■ **WORK TO COMPLETE**
A - Write out the forum thread on field mice in full, word for word.
B - Gather every line from the records that contains the word "green".

■ **TEXT EXCERPT**
# Field mice revisited: unsolved case.



## Dancingdoe (Dec 13, 2015)

I posted a little while ago about field mice. There is a new problem. I have some wood traps in the basement (where there is no food that I know of) baited with tootsie roll. On three separate occasions (and twice upstairs with the same kind of trap), the trap has been set off with no mouse. Once I did catch one, and I barely caught it behind its eyes... Clever girl.

So, I bought the black Tomcat plastic snap trap (looks like a clothespin) baited it with peanut butter and put it where I caught a mouse prior. I also put a wooden snap about three inches away from it. This morning I found the black snap missing and the wooden snap set off. There was also blood on the floor.

After a search, I found that the Tomcat had been wedged under a pipe near where there is a large hole under the wall. There was poop all around it. So, I reset the trap in the place where the mouse dragged it.

Can I have some pointers? What kind of mutants are these? Should I just poison them?


----------



## Terri (May 10, 2002)

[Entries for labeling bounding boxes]
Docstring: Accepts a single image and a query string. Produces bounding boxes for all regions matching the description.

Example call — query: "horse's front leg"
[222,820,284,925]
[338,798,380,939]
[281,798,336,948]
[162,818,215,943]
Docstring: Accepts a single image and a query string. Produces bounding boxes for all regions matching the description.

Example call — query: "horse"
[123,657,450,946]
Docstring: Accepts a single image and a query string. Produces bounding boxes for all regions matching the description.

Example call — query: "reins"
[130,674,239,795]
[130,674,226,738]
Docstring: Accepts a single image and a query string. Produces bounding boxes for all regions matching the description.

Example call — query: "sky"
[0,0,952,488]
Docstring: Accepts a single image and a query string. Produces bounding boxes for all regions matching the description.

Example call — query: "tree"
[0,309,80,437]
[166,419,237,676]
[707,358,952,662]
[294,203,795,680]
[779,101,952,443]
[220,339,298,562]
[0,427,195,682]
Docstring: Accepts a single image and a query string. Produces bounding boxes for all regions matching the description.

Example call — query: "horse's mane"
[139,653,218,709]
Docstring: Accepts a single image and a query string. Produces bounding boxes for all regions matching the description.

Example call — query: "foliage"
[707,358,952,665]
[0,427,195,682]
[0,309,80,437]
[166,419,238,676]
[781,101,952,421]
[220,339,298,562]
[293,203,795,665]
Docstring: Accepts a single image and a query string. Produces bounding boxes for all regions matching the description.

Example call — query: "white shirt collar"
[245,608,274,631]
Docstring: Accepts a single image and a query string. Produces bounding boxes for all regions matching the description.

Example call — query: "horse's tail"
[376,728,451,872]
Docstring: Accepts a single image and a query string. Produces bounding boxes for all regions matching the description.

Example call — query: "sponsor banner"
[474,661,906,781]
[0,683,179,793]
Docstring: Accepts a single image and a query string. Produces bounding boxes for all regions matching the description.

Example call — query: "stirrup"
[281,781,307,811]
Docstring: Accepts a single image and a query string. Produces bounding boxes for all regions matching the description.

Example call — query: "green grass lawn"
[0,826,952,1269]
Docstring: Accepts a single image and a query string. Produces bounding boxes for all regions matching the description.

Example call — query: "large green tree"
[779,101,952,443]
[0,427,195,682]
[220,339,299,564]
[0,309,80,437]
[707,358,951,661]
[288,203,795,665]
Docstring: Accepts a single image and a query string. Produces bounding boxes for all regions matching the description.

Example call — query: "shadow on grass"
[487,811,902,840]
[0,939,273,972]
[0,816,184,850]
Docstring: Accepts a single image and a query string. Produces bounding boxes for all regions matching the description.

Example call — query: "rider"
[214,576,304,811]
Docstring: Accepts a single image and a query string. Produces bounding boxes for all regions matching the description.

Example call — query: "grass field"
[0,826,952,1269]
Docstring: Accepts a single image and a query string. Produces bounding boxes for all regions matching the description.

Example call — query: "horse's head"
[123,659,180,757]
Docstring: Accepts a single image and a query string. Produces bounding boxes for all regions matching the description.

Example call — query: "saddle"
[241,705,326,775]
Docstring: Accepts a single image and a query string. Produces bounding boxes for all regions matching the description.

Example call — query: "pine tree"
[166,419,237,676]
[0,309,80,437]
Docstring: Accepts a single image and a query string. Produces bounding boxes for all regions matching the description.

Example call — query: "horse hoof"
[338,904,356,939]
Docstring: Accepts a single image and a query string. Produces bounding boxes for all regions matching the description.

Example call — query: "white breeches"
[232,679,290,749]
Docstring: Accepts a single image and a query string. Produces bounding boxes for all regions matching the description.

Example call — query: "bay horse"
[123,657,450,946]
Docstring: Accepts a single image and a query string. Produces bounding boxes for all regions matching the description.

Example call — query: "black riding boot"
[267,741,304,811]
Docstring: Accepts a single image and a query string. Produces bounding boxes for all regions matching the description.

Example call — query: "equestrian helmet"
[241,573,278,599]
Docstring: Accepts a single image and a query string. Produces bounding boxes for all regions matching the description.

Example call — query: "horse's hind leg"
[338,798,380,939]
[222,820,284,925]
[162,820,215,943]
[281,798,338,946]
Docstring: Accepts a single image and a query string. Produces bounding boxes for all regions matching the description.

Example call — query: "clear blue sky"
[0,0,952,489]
==
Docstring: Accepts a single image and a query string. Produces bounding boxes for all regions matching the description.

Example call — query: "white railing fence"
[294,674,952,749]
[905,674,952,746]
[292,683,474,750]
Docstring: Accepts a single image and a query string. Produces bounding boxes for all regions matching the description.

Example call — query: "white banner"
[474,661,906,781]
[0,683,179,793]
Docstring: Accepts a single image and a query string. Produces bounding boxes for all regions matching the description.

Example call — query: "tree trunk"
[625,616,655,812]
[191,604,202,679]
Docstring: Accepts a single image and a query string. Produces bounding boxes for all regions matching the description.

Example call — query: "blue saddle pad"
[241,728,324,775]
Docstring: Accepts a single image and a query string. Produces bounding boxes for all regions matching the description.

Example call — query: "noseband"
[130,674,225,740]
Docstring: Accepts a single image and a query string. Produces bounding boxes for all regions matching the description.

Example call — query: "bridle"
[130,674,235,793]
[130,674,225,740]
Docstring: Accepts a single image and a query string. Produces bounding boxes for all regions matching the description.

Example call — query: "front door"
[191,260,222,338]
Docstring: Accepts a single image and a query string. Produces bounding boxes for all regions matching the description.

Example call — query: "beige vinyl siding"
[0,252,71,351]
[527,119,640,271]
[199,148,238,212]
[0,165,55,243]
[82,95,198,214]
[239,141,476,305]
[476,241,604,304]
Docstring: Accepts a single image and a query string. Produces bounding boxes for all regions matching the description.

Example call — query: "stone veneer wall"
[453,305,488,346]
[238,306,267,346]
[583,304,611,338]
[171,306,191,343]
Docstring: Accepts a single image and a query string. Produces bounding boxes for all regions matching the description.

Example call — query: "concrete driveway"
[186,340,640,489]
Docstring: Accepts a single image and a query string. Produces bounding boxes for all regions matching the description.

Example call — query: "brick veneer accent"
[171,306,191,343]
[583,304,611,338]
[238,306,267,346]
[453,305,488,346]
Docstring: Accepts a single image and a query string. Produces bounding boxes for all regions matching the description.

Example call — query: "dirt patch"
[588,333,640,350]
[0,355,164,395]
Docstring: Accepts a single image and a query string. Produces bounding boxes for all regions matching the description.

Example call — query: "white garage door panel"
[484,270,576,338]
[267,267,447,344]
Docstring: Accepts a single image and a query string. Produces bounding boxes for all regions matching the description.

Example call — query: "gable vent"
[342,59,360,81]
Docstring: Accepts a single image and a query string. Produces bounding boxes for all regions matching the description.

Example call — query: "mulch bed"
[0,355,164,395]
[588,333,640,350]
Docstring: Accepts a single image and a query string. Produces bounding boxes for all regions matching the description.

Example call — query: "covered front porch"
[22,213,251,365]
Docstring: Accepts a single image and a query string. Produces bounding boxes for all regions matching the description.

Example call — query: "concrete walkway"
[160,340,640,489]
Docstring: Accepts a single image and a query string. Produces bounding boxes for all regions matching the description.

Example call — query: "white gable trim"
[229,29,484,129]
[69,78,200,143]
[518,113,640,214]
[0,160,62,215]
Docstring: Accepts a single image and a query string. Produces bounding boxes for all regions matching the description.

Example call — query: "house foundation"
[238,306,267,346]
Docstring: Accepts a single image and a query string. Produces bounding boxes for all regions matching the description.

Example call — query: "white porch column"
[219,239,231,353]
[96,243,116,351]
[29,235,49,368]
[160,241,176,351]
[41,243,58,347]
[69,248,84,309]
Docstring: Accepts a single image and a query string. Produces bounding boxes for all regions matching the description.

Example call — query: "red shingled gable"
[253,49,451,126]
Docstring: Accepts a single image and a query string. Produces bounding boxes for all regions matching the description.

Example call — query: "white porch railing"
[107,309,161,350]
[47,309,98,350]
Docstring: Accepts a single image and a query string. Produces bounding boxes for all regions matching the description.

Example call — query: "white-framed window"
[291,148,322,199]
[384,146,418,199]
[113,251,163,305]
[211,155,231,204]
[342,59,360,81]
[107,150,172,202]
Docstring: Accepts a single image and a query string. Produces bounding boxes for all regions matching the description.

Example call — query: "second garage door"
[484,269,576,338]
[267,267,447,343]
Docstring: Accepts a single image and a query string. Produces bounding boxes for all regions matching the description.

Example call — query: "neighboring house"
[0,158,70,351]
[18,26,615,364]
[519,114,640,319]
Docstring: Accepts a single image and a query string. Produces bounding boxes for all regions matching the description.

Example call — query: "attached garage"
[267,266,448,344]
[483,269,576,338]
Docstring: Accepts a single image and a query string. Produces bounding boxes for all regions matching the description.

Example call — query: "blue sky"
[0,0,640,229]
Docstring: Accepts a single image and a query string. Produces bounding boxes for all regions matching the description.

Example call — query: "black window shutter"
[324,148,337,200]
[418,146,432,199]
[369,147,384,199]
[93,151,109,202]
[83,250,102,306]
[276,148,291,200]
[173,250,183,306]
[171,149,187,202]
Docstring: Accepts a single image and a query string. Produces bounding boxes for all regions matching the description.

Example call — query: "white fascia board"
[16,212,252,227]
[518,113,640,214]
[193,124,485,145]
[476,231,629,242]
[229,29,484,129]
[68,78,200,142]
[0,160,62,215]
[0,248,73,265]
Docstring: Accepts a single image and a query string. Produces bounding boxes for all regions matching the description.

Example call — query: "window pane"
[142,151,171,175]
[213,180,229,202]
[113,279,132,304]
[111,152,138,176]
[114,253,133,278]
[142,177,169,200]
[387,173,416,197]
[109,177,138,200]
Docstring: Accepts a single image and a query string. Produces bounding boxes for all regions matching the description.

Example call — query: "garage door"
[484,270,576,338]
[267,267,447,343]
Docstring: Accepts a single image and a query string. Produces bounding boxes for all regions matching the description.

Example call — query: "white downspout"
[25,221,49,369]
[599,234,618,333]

■ **FULL ANSWERS**
A -
# Field mice revisited: unsolved case.



## Dancingdoe (Dec 13, 2015)

I posted a little while ago about field mice. There is a new problem. I have some wood traps in the basement (where there is no food that I know of) baited with tootsie roll. On three separate occasions (and twice upstairs with the same kind of trap), the trap has been set off with no mouse. Once I did catch one, and I barely caught it behind its eyes... Clever girl.

So, I bought the black Tomcat plastic snap trap (looks like a clothespin) baited it with peanut butter and put it where I caught a mouse prior. I also put a wooden snap about three inches away from it. This morning I found the black snap missing and the wooden snap set off. There was also blood on the floor.

After a search, I found that the Tomcat had been wedged under a pipe near where there is a large hole under the wall. There was poop all around it. So, I reset the trap in the place where the mouse dragged it.

Can I have some pointers? What kind of mutants are these? Should I just poison them?


----------



## Terri (May 10, 2002)

B -
Example call — query: "green grass lawn"
Example call — query: "large green tree"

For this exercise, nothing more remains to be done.